### EXCERPTED TEXT:
Prospective study to explore changes in quality of care and perinatal outcomes after implementation of perinatal death audit in Uganda

BMJ Open. 2020 Jul 8;10(7):e027504. doi: 10.1136/bmjopen-2018-027504.

Abstract

Objective: To assess the effects of perinatal death (PND) audit on perinatal outcomes in a tertiary hospital in Kampala.

Design: Interrupted time series (ITS) analysis.

Setting: Nsambya Hospital, Uganda.

Participants: Live births and stillbirths.

Interventions: PND audit.

Primary and secondary outcome measures: Primary outcomes: perinatal mortality rate, stillbirth rate, early neonatal mortality rate.

Secondary outcomes: case fatality rates (CFR) for asphyxia, complications of prematurity and neonatal sepsis.

Results: 526 PNDs were audited: 142 (27.0%) fresh stillbirths, 125 (23.8%) macerated stillbirths and 259 (49.2%) early neonatal deaths. The ITS analysis showed a decrease in perinatal death (PND) rates without the introduction of PND audits (incidence risk ratio (IRR) (95% CI) for time=0.94, p<0.001), but an increase in PND (IRR (95% CI)=1.17 (1.0 to -1.34), p=0.0021) following the intervention. However, when overdispersion was included in the model, there were no statistically significant differences in PND with or without the intervention (p=0.06 and p=0.44, respectively). Stillbirth rates exhibited a similar pattern. By contrast, early neonatal death rates showed an overall upward trend without the intervention (IRR (95% CI)=1.09 (1.01 to 1.17), p=0.01), but a decrease following the introduction of the PND audits (IRR (95% CI)=0.35 (0.22 to 0.56), p<0.001), when overdispersion was included. The CFR for prematurity showed a downward trend over time (IRR (95% CI)=0.94 (0.88 to 0.99), p=0.04) but not for the intervention. With regards CFRs for intrapartum-related hypoxia or infection, no statistically significant effect was detected for either time or the intervention.

### DATASET:
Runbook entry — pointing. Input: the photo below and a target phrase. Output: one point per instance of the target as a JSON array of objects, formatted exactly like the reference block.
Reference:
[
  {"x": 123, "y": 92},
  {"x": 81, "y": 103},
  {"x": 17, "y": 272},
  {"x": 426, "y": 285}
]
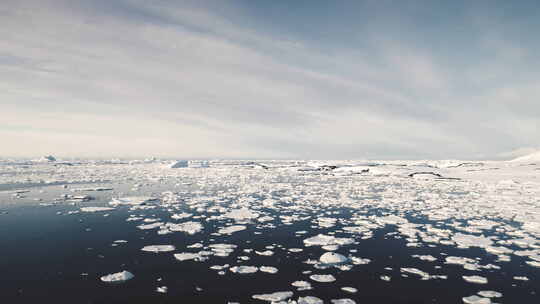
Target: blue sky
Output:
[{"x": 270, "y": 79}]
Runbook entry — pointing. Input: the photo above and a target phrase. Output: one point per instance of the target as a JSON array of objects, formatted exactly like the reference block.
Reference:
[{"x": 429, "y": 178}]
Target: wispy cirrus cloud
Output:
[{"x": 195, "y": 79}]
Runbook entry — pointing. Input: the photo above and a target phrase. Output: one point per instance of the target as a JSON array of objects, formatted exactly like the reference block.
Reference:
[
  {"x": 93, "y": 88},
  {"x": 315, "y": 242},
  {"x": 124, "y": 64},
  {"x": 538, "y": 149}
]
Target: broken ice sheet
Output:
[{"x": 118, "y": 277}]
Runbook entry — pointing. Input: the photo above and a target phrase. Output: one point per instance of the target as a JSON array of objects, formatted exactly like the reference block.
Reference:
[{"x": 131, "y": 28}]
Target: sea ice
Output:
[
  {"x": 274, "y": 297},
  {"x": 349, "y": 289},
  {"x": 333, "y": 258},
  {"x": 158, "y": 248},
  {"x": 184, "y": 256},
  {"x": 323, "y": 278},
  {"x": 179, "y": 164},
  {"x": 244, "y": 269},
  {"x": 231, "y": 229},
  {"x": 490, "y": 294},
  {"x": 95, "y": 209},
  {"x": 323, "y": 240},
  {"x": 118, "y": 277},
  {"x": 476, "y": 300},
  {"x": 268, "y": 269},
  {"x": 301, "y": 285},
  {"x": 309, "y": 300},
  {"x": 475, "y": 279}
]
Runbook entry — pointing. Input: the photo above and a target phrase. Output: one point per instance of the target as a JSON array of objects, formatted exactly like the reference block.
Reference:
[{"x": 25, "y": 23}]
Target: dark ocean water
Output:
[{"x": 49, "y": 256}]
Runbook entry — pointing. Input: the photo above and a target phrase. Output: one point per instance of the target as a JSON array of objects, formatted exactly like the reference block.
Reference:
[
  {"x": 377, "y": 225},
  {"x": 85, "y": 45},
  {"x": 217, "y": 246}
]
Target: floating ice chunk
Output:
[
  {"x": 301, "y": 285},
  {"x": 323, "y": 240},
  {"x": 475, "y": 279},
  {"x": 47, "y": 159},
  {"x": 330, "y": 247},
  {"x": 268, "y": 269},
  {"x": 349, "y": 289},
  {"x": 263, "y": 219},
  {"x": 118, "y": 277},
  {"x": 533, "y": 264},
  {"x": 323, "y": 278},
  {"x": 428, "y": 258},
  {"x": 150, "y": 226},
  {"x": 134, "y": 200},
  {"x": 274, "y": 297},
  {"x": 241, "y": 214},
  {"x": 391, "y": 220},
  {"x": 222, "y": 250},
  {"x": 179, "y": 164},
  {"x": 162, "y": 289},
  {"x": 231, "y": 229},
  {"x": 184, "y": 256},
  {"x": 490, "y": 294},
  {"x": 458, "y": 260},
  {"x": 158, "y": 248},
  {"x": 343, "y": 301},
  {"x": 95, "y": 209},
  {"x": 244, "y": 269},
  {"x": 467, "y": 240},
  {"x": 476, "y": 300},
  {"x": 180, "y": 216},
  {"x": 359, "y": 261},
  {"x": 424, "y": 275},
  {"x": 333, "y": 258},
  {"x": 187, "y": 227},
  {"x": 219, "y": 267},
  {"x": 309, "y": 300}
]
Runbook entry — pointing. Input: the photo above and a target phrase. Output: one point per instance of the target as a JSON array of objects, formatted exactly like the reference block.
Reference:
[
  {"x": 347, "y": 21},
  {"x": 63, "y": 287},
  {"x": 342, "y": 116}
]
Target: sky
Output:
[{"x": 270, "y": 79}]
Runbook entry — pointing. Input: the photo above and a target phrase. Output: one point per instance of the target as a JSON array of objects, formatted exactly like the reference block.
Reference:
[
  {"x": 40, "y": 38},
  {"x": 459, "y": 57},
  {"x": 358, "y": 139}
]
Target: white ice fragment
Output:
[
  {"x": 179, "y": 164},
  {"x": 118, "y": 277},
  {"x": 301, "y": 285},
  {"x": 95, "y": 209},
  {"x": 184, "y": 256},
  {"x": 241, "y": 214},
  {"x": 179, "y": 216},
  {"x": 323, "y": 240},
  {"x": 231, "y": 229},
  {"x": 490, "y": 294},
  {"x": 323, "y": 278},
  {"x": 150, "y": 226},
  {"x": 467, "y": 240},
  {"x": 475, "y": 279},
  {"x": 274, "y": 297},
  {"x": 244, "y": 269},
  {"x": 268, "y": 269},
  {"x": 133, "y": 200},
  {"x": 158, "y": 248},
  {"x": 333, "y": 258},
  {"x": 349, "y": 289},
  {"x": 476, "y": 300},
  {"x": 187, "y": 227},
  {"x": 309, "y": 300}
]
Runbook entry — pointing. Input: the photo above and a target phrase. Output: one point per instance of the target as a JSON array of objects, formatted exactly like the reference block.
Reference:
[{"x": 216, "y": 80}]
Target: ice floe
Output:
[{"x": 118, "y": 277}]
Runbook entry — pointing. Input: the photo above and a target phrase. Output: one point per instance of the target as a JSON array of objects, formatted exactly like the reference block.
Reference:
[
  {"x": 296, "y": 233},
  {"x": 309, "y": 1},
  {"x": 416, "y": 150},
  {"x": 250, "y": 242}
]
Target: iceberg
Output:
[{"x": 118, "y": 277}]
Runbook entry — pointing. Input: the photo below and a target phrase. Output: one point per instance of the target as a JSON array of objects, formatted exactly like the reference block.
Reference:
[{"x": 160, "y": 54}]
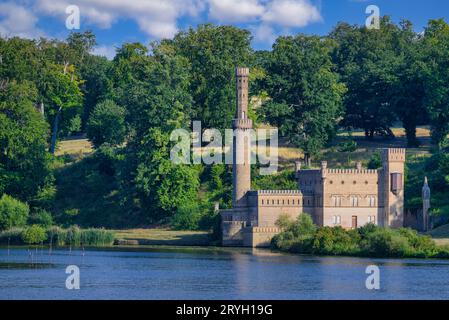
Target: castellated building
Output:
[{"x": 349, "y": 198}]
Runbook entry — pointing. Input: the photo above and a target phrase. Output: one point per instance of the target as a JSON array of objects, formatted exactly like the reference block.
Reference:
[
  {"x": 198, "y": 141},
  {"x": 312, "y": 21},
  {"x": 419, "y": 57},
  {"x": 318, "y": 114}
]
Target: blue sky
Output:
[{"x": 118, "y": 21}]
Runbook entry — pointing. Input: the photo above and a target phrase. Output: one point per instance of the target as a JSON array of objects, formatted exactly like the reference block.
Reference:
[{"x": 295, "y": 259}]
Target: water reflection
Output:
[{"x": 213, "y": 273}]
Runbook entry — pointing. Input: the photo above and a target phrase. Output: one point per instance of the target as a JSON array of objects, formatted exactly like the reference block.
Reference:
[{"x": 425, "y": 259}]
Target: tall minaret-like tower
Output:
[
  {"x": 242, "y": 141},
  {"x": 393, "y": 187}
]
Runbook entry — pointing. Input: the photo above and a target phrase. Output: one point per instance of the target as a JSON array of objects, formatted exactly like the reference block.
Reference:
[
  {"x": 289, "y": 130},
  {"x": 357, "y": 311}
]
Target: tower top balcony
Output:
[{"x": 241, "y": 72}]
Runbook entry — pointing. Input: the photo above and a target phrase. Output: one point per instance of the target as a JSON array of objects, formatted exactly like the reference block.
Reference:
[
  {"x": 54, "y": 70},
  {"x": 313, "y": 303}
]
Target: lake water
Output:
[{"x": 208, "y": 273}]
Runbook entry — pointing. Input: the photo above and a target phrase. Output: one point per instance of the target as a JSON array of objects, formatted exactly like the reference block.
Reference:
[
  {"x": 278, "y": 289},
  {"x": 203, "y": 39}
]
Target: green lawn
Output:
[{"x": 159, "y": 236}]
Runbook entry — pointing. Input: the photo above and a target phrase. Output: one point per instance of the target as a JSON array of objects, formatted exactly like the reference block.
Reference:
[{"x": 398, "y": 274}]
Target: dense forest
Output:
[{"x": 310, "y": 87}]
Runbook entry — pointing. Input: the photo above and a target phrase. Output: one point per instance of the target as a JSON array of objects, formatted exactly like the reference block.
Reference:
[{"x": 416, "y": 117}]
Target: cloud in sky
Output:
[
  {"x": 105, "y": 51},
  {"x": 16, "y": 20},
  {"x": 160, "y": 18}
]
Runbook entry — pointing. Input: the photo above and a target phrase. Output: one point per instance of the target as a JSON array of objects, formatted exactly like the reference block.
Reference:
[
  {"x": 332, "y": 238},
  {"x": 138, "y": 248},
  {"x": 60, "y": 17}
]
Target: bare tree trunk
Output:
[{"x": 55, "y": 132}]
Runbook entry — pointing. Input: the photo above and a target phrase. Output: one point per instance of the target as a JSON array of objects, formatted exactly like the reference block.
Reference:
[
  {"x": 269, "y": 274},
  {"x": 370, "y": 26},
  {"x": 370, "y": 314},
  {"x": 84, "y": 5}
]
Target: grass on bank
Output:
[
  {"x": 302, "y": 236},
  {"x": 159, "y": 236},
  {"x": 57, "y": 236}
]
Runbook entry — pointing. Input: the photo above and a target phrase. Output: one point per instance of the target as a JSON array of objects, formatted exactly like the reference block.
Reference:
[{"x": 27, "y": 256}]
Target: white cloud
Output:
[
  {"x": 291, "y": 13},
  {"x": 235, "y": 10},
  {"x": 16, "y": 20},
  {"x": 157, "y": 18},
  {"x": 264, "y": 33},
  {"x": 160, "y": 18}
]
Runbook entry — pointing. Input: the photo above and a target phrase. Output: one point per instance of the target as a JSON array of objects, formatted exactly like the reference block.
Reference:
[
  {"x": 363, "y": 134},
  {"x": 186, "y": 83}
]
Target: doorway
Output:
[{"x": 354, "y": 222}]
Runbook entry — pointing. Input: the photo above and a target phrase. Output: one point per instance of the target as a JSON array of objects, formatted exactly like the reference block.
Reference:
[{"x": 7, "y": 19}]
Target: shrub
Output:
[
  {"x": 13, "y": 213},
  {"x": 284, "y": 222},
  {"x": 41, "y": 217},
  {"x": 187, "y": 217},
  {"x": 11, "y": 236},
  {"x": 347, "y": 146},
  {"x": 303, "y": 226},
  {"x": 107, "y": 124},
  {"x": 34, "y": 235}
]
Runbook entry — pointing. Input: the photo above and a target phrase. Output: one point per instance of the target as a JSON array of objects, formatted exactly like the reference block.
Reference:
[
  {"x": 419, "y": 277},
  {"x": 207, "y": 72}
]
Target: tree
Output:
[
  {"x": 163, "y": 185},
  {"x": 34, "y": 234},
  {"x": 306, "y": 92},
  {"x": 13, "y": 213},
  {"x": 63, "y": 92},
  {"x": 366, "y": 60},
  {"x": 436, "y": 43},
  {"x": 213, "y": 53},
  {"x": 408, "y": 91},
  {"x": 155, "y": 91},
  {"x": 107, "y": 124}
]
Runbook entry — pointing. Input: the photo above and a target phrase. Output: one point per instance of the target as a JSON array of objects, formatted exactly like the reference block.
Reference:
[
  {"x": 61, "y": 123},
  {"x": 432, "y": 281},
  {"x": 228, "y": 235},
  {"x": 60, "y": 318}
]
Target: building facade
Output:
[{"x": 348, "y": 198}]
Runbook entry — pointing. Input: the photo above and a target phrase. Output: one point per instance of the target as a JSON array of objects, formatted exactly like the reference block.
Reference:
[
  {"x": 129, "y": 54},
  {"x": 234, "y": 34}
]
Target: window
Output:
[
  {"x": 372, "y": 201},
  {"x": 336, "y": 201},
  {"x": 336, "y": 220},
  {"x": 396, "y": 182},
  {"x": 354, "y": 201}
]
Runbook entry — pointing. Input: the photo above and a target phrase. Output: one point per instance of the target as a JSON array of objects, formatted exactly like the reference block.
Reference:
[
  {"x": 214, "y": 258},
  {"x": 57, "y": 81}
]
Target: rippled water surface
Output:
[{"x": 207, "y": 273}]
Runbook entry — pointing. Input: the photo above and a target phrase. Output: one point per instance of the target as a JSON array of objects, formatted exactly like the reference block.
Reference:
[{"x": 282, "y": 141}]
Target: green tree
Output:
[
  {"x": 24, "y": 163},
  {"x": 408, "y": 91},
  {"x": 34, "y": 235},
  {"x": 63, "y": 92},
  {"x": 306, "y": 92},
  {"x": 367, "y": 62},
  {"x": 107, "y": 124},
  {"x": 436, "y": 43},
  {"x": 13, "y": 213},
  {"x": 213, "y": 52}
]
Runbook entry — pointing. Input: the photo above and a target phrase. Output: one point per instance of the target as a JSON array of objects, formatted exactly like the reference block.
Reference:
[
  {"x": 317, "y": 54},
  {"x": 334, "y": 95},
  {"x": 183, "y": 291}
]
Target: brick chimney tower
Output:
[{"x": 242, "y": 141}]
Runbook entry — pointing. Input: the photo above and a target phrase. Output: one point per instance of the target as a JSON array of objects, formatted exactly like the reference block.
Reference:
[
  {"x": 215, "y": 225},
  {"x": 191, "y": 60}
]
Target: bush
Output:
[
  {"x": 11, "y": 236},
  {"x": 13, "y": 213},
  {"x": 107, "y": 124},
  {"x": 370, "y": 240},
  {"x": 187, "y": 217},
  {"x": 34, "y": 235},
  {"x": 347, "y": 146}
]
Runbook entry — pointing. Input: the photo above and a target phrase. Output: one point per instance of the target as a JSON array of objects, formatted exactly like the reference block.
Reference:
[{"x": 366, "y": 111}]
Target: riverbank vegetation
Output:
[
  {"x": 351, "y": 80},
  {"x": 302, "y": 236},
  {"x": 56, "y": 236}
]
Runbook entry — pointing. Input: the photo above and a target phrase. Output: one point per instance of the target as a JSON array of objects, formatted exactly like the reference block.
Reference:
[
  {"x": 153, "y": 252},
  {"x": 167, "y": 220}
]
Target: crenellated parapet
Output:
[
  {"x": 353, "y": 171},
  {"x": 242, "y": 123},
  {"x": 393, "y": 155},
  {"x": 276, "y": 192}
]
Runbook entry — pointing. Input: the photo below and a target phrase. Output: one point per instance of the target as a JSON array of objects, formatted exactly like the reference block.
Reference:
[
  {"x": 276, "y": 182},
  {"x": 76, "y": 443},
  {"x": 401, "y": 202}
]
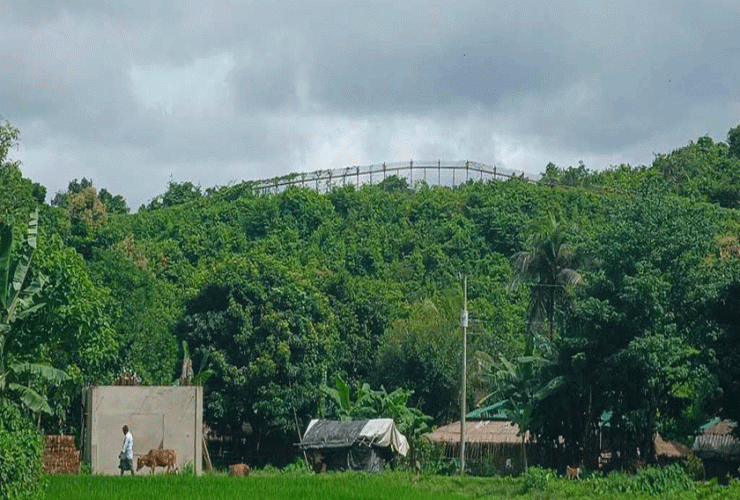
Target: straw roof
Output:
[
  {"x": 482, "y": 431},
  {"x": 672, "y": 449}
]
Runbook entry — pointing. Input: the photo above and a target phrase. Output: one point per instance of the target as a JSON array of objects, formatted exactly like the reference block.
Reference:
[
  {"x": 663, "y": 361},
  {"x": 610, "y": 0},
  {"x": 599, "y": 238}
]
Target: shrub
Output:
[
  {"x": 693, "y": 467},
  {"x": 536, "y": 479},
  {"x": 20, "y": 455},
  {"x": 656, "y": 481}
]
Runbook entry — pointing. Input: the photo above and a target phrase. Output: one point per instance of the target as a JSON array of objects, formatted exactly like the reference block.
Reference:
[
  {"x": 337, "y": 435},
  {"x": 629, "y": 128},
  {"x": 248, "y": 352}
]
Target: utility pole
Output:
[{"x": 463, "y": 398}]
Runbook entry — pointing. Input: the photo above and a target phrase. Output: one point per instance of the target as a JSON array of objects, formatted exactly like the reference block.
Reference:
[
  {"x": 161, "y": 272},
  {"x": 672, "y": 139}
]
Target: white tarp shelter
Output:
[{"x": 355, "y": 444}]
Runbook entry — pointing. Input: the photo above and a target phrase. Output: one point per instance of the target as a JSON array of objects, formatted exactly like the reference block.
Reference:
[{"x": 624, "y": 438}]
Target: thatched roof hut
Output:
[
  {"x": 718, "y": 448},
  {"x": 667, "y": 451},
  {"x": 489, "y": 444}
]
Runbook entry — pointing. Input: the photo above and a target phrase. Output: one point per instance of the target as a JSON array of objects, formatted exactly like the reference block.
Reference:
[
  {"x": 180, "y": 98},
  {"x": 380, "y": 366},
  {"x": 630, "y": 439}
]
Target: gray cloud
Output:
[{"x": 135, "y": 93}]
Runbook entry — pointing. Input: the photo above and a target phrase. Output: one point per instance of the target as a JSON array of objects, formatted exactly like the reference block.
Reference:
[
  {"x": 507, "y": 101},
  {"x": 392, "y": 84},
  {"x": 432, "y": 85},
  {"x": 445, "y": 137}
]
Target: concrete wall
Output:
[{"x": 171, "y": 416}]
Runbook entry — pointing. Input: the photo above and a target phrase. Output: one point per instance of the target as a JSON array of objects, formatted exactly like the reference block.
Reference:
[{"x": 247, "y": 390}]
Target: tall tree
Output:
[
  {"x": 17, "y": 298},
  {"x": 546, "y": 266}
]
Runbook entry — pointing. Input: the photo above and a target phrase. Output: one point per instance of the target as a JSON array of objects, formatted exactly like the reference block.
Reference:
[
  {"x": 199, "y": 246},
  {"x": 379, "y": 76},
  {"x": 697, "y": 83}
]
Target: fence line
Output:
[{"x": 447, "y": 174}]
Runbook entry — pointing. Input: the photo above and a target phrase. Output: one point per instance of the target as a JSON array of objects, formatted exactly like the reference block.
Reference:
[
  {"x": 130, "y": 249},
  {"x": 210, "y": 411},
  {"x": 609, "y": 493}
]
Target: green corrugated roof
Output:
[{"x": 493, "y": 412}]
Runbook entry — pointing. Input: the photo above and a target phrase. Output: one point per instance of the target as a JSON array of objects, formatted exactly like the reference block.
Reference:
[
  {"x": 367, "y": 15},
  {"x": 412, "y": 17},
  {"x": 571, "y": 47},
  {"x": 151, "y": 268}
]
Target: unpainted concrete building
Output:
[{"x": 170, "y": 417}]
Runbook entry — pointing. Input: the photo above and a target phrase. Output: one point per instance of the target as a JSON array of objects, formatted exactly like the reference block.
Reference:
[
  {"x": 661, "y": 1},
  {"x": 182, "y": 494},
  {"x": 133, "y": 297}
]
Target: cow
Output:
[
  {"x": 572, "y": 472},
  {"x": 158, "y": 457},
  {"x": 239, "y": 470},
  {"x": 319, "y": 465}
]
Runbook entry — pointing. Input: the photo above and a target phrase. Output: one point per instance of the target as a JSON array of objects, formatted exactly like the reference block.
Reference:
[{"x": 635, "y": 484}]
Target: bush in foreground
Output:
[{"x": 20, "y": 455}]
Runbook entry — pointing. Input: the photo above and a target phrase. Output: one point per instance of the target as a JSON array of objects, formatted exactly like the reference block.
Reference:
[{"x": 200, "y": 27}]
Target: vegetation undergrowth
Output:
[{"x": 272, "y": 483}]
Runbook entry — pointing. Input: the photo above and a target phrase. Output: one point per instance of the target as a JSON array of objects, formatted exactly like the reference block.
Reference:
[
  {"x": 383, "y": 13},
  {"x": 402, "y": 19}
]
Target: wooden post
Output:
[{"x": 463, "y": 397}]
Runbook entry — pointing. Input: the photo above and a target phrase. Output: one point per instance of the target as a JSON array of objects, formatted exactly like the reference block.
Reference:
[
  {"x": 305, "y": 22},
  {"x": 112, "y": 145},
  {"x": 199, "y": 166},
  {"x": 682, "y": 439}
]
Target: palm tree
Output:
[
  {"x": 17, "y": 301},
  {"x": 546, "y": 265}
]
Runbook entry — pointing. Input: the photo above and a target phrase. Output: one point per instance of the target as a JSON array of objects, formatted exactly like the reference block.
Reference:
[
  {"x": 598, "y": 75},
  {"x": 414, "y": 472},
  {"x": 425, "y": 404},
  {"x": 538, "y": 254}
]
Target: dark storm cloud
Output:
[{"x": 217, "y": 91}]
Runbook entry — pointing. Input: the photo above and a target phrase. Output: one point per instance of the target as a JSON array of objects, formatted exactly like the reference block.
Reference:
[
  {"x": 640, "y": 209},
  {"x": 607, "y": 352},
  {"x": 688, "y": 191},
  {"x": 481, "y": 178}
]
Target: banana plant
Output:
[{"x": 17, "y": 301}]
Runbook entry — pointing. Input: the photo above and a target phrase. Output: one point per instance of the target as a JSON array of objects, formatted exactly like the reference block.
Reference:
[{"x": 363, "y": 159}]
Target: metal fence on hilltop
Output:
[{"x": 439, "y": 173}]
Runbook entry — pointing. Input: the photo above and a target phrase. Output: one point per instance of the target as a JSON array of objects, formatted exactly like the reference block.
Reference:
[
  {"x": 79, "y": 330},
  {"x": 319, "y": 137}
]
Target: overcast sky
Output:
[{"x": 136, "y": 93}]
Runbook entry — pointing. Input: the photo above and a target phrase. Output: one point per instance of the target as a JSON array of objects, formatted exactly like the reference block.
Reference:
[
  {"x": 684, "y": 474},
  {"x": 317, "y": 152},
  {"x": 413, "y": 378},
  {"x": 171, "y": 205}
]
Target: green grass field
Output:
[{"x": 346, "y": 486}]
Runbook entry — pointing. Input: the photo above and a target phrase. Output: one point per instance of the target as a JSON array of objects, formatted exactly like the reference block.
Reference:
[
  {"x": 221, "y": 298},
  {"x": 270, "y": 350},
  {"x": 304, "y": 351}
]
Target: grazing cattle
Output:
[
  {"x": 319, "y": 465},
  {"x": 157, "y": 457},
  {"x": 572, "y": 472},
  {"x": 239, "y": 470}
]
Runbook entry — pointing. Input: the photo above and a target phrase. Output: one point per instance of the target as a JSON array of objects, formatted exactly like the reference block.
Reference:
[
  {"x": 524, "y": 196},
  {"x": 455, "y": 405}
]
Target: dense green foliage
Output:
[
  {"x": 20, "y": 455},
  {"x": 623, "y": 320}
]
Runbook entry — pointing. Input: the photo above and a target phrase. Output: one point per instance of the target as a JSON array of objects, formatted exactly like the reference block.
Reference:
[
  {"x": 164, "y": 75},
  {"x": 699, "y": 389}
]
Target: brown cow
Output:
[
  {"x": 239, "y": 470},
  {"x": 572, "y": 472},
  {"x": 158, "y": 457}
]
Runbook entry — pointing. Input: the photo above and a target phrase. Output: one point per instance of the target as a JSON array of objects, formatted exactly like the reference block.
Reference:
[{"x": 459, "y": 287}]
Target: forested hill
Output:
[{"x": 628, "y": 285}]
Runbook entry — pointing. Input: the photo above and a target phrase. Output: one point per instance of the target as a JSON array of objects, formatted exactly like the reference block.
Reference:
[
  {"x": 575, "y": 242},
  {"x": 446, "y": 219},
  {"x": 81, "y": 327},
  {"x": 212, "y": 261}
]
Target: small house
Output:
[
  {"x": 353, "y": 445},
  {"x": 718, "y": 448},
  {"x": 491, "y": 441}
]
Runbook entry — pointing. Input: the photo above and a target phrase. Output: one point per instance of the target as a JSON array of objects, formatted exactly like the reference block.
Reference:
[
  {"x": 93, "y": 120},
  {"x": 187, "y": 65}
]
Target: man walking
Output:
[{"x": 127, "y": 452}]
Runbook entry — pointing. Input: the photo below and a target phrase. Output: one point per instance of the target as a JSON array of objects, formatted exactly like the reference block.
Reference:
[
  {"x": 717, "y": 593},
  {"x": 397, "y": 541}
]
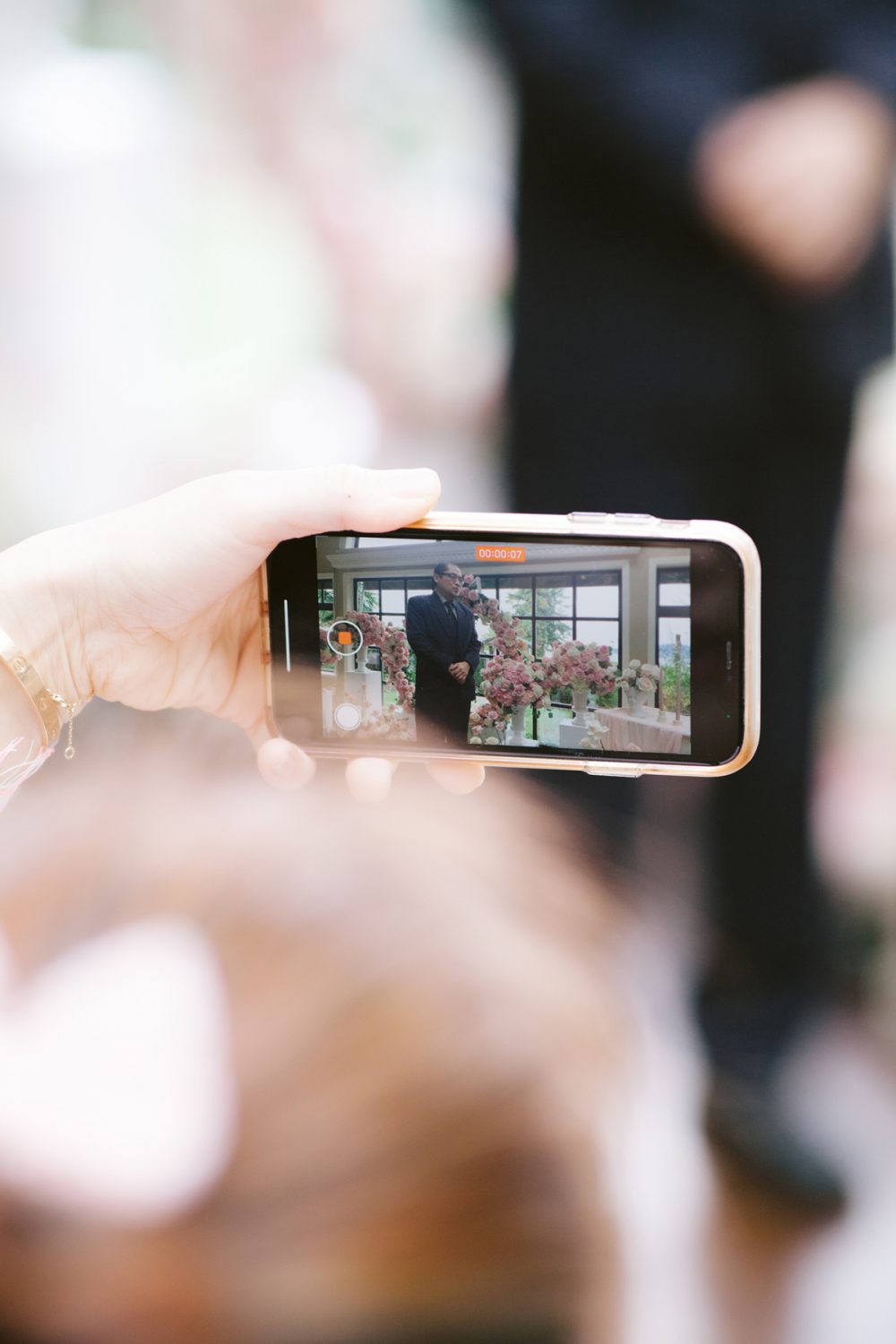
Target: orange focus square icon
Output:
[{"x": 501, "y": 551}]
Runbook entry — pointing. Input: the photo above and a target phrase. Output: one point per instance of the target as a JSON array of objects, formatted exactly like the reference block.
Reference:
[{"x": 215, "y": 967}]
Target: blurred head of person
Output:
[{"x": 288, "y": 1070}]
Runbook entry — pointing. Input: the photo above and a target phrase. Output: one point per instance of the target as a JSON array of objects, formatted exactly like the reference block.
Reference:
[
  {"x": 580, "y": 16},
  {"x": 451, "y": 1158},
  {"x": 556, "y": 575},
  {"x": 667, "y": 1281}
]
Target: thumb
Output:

### REQUIRED ACTIONS:
1. In the perinatal death audit abstract, how many perinatal deaths were audited?
2. According to the perinatal death audit abstract, why does the increase in perinatal deaths after the audits were introduced not count as a real effect?
3. Carry the perinatal death audit abstract forward from its last sentence.
The rows play no part in what follows.

### RESPONSES BY ITEM NUMBER:
1. 526 perinatal deaths were audited.

2. The increase appeared only in the model without overdispersion. Once overdispersion was included, there were no statistically significant differences in perinatal deaths with or without the intervention (p=0.06 and p=0.44).

3.
Conclusion: The introduction of PND audit showed no statistically significant effect on perinatal mortality or stillbirth rate, but a significant decrease in early neonatal mortality rate. No effect was detected on CFRs for prematurity, intrapartum-related hypoxia or infections. These findings should encourage more research to assess the effectiveness of PND reviews on perinatal deaths in general, but also on stillbirths and neonatal deaths in particular, in low-resource settings.

Keywords: audit; clinical audit; neonatal death; quality in health care; reproductive medicine; stillbirth.